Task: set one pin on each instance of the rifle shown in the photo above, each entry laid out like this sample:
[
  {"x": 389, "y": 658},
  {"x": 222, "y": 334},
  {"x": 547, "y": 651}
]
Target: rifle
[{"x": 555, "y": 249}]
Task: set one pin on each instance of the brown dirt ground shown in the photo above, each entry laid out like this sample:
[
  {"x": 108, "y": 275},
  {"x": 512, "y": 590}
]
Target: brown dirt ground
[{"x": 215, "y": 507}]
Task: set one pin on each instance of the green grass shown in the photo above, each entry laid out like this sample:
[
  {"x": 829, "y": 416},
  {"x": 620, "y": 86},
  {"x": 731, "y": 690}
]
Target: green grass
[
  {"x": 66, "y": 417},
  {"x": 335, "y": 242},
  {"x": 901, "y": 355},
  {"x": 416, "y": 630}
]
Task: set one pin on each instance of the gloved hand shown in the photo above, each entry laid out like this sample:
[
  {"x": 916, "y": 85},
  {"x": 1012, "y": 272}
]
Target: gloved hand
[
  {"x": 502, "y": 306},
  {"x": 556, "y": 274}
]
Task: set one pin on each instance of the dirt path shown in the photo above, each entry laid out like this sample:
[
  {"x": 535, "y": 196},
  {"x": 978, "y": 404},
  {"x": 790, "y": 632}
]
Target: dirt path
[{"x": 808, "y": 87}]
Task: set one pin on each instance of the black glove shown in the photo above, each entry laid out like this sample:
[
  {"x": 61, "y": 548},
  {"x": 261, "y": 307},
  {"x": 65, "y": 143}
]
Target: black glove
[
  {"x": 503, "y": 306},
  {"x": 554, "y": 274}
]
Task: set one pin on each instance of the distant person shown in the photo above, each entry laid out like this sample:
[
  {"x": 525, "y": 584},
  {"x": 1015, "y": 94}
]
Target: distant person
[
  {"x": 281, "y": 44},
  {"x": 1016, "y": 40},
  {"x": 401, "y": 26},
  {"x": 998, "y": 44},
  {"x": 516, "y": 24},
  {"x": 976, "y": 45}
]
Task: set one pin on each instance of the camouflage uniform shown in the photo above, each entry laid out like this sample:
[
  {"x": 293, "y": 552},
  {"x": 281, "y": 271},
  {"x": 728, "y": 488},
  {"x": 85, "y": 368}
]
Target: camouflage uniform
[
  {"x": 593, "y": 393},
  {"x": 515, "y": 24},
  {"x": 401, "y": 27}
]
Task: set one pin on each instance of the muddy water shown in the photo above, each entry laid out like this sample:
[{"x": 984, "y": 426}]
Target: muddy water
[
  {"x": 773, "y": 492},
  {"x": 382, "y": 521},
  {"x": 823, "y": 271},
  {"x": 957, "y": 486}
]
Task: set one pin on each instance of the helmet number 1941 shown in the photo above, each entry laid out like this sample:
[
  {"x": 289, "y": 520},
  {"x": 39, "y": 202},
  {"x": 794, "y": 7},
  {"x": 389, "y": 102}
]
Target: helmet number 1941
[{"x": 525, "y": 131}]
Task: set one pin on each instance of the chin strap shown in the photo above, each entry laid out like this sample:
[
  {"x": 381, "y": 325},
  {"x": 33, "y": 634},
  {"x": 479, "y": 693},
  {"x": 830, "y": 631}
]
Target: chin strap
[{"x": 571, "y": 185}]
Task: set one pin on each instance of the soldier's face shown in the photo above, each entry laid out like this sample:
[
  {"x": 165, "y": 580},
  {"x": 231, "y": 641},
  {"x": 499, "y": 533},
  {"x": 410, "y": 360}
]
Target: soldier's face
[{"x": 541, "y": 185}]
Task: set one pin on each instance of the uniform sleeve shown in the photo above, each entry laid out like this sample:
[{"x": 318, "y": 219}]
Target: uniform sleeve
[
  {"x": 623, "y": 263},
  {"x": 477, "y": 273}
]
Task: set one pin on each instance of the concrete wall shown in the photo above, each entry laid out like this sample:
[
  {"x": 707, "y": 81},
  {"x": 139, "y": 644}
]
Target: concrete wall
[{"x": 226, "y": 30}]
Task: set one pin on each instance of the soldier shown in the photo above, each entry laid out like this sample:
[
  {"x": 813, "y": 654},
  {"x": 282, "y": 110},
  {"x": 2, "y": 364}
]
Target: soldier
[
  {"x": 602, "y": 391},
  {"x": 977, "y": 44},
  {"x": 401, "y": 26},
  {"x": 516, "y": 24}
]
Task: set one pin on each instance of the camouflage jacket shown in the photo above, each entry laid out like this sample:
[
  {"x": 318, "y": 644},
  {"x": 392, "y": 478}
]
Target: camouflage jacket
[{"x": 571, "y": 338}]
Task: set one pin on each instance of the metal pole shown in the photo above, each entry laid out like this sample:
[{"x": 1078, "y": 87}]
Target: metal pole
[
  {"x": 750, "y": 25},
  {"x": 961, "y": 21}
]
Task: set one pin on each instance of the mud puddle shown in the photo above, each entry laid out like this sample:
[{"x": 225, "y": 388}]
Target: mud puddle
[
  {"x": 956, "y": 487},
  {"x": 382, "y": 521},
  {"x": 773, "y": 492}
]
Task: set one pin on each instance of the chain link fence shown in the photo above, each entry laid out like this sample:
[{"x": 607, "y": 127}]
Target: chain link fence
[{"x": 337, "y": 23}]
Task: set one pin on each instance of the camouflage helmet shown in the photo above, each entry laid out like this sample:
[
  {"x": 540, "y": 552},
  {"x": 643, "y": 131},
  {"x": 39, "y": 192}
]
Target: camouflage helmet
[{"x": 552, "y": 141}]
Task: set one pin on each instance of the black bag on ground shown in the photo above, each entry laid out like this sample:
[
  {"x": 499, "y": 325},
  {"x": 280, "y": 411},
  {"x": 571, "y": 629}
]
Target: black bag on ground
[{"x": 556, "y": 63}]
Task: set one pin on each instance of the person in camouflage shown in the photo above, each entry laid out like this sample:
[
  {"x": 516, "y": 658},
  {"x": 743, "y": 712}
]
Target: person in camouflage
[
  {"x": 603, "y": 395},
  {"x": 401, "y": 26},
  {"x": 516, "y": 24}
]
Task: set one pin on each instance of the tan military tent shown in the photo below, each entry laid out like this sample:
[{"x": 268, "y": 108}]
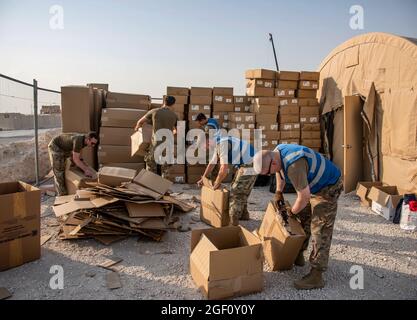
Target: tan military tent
[{"x": 369, "y": 104}]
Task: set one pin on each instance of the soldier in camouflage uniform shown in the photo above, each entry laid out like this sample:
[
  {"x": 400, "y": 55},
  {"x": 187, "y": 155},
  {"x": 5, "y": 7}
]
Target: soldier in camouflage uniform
[
  {"x": 65, "y": 146},
  {"x": 227, "y": 148},
  {"x": 160, "y": 118},
  {"x": 318, "y": 184}
]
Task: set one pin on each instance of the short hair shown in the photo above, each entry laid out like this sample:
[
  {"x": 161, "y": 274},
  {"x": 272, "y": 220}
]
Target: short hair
[
  {"x": 169, "y": 101},
  {"x": 200, "y": 117},
  {"x": 92, "y": 135}
]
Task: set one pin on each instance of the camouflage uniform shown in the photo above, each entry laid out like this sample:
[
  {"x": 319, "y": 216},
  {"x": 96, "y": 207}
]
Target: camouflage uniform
[
  {"x": 241, "y": 188},
  {"x": 318, "y": 220},
  {"x": 58, "y": 161}
]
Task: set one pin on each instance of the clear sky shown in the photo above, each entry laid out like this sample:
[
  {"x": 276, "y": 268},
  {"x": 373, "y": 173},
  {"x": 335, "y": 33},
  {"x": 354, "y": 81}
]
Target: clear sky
[{"x": 143, "y": 46}]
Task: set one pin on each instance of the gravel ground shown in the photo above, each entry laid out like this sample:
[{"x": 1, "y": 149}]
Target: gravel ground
[{"x": 150, "y": 270}]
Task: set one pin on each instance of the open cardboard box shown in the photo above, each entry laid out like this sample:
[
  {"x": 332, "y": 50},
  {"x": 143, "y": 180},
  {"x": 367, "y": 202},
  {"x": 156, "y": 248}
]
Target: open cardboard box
[
  {"x": 19, "y": 224},
  {"x": 385, "y": 200},
  {"x": 280, "y": 246},
  {"x": 226, "y": 262},
  {"x": 362, "y": 191},
  {"x": 214, "y": 208}
]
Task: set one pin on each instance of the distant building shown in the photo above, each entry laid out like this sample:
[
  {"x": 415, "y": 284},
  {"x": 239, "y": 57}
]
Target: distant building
[{"x": 52, "y": 109}]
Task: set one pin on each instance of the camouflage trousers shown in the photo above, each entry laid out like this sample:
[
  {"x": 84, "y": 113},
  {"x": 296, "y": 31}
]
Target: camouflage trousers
[
  {"x": 58, "y": 161},
  {"x": 240, "y": 191},
  {"x": 151, "y": 164},
  {"x": 318, "y": 220}
]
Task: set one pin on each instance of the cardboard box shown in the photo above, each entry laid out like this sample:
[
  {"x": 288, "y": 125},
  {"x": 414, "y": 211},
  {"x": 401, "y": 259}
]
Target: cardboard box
[
  {"x": 134, "y": 166},
  {"x": 309, "y": 119},
  {"x": 261, "y": 74},
  {"x": 289, "y": 127},
  {"x": 223, "y": 108},
  {"x": 198, "y": 91},
  {"x": 141, "y": 140},
  {"x": 288, "y": 102},
  {"x": 308, "y": 75},
  {"x": 311, "y": 143},
  {"x": 116, "y": 136},
  {"x": 102, "y": 86},
  {"x": 281, "y": 244},
  {"x": 203, "y": 100},
  {"x": 305, "y": 102},
  {"x": 19, "y": 224},
  {"x": 290, "y": 111},
  {"x": 242, "y": 117},
  {"x": 385, "y": 201},
  {"x": 226, "y": 262},
  {"x": 77, "y": 107},
  {"x": 218, "y": 99},
  {"x": 260, "y": 83},
  {"x": 121, "y": 118},
  {"x": 76, "y": 180},
  {"x": 264, "y": 109},
  {"x": 311, "y": 94},
  {"x": 266, "y": 119},
  {"x": 267, "y": 126},
  {"x": 310, "y": 134},
  {"x": 241, "y": 100},
  {"x": 113, "y": 154},
  {"x": 363, "y": 189},
  {"x": 290, "y": 141},
  {"x": 214, "y": 208},
  {"x": 285, "y": 93},
  {"x": 290, "y": 135},
  {"x": 221, "y": 91},
  {"x": 153, "y": 182},
  {"x": 260, "y": 92},
  {"x": 242, "y": 108},
  {"x": 180, "y": 99},
  {"x": 114, "y": 177},
  {"x": 289, "y": 75},
  {"x": 310, "y": 127},
  {"x": 308, "y": 85},
  {"x": 178, "y": 91},
  {"x": 289, "y": 119}
]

-=-=-

Exercise brief = With the line containing "Task: set one pin on each instance of the open" as the first and the last line of the records as the final one, print exactly the lines in that span.

The reply =
Task: set one pin on each instance of the open cardboard box shown in the photo above, each entry laid out like this sample:
[
  {"x": 332, "y": 50},
  {"x": 143, "y": 180},
  {"x": 367, "y": 202},
  {"x": 156, "y": 248}
]
Target: open cardboard box
[
  {"x": 19, "y": 224},
  {"x": 385, "y": 200},
  {"x": 280, "y": 246},
  {"x": 226, "y": 262},
  {"x": 362, "y": 191},
  {"x": 214, "y": 208}
]
Task: set one pin on each instance of the distant building shown in the photo above, each entry laid out like this sample:
[
  {"x": 415, "y": 284},
  {"x": 239, "y": 57}
]
Target: distant building
[{"x": 52, "y": 109}]
Task: set one pin on each instance of the camouflage trousers shown in the photo above, each entry laid out like this sample:
[
  {"x": 84, "y": 113},
  {"x": 296, "y": 31}
]
Target: camouflage trousers
[
  {"x": 58, "y": 161},
  {"x": 240, "y": 191},
  {"x": 151, "y": 164},
  {"x": 318, "y": 220}
]
Task: set one pin on each instance of the cardboard box shown in the photo above, each entry laid out like this sample:
[
  {"x": 288, "y": 125},
  {"x": 414, "y": 211},
  {"x": 401, "y": 259}
]
Target: cardboard box
[
  {"x": 134, "y": 166},
  {"x": 309, "y": 119},
  {"x": 261, "y": 74},
  {"x": 289, "y": 127},
  {"x": 223, "y": 108},
  {"x": 198, "y": 91},
  {"x": 141, "y": 140},
  {"x": 288, "y": 102},
  {"x": 308, "y": 75},
  {"x": 311, "y": 143},
  {"x": 116, "y": 136},
  {"x": 102, "y": 86},
  {"x": 281, "y": 244},
  {"x": 203, "y": 100},
  {"x": 305, "y": 102},
  {"x": 19, "y": 224},
  {"x": 290, "y": 111},
  {"x": 242, "y": 117},
  {"x": 385, "y": 201},
  {"x": 226, "y": 262},
  {"x": 77, "y": 107},
  {"x": 218, "y": 99},
  {"x": 260, "y": 83},
  {"x": 121, "y": 118},
  {"x": 76, "y": 180},
  {"x": 264, "y": 109},
  {"x": 311, "y": 94},
  {"x": 266, "y": 119},
  {"x": 267, "y": 126},
  {"x": 310, "y": 134},
  {"x": 241, "y": 100},
  {"x": 113, "y": 154},
  {"x": 363, "y": 189},
  {"x": 290, "y": 141},
  {"x": 214, "y": 208},
  {"x": 285, "y": 93},
  {"x": 290, "y": 135},
  {"x": 221, "y": 91},
  {"x": 153, "y": 182},
  {"x": 260, "y": 92},
  {"x": 242, "y": 108},
  {"x": 180, "y": 99},
  {"x": 114, "y": 177},
  {"x": 289, "y": 75},
  {"x": 310, "y": 127},
  {"x": 308, "y": 85},
  {"x": 178, "y": 91},
  {"x": 289, "y": 119}
]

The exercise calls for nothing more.